Segment Start: DATA

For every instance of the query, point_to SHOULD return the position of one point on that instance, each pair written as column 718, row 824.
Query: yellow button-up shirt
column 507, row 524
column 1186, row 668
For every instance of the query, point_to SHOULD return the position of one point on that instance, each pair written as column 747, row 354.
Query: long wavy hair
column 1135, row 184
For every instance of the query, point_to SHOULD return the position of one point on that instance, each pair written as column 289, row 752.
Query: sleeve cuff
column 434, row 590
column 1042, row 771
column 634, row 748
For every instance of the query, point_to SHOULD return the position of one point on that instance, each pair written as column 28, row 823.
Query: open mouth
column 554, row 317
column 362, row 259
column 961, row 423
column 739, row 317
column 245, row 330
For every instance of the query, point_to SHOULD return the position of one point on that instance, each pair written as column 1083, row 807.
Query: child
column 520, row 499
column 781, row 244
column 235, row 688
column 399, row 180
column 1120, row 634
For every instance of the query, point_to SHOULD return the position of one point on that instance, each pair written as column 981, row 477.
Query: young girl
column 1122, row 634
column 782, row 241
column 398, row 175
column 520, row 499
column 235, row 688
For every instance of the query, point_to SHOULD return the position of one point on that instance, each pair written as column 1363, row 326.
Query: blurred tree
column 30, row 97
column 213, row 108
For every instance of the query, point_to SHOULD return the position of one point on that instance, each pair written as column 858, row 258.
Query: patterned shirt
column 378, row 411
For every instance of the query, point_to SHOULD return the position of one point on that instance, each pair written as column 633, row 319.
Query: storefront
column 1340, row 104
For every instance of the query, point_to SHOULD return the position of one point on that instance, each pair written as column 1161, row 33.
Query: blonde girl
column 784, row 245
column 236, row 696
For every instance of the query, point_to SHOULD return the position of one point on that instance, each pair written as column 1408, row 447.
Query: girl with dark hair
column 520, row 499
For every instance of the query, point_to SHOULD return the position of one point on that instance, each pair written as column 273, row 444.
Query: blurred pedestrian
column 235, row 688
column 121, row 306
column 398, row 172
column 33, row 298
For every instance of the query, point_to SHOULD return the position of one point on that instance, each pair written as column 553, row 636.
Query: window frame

Segment End: DATA

* **INSTRUCTIONS TO FOLLOW**
Nothing in the records may be left out; copy them all exactly.

* **ANSWER TO THE EXERCISE**
For every instance of the query, point_to SHOULD return the position of one point on that instance, each pair written as column 718, row 824.
Query: yellow button-up shirt
column 507, row 524
column 1186, row 668
For every instance of the query, point_to SHOULD return the position of one point on that instance, each pair written as column 747, row 354.
Query: long wavy hair
column 1135, row 184
For every instance of the query, point_to SHOULD return the position of one point on that instance, each pair written as column 289, row 752.
Query: sleeve cuff
column 434, row 590
column 1042, row 771
column 634, row 748
For every instance of the query, point_to SHOULD return the position of one point on that instance, each pair written as column 28, row 823.
Query: open mouth
column 554, row 317
column 362, row 259
column 961, row 423
column 739, row 317
column 245, row 330
For every instance of the query, point_to SHOULD return the position of one point on that instance, each pair written as column 1083, row 807.
Query: child
column 520, row 499
column 781, row 244
column 235, row 688
column 399, row 180
column 1120, row 634
For every instance of the query, point_to SHOULD return the position of one point on that instance, each pair written as column 981, row 477.
Query: young girl
column 1122, row 634
column 782, row 241
column 398, row 175
column 520, row 499
column 235, row 688
For every instance of the query, point_to SHOULD return the position of one point on that instance, each pair written as column 1363, row 326.
Query: blurred tree
column 30, row 97
column 213, row 108
For every instance of the query, point_to SHOULD return the position of one point on that instance, each pair written as column 858, row 258.
Query: patterned shirt
column 378, row 411
For every instance of the query, point_to SHOULD return the position of one point on that instance, each pair written as column 633, row 319.
Query: storefront
column 1340, row 104
For every instance of the query, point_to SHOULD return the position of one point on that instance, each pair written as column 1161, row 33.
Query: blonde girl
column 784, row 245
column 236, row 696
For every instance of the query, point_to SHOULD return the position of one point on that instance, each pair written as column 1408, row 447.
Query: girl with dark hair
column 520, row 499
For every instance of the query, point_to SHOULD return the position of one point on that instance, each pair written as column 273, row 444.
Query: blurred pedestrian
column 235, row 688
column 121, row 306
column 398, row 172
column 33, row 298
For every instance of the query, point_to SHOULD return the position of one point on that instance, each pair written as column 553, row 636.
Query: window frame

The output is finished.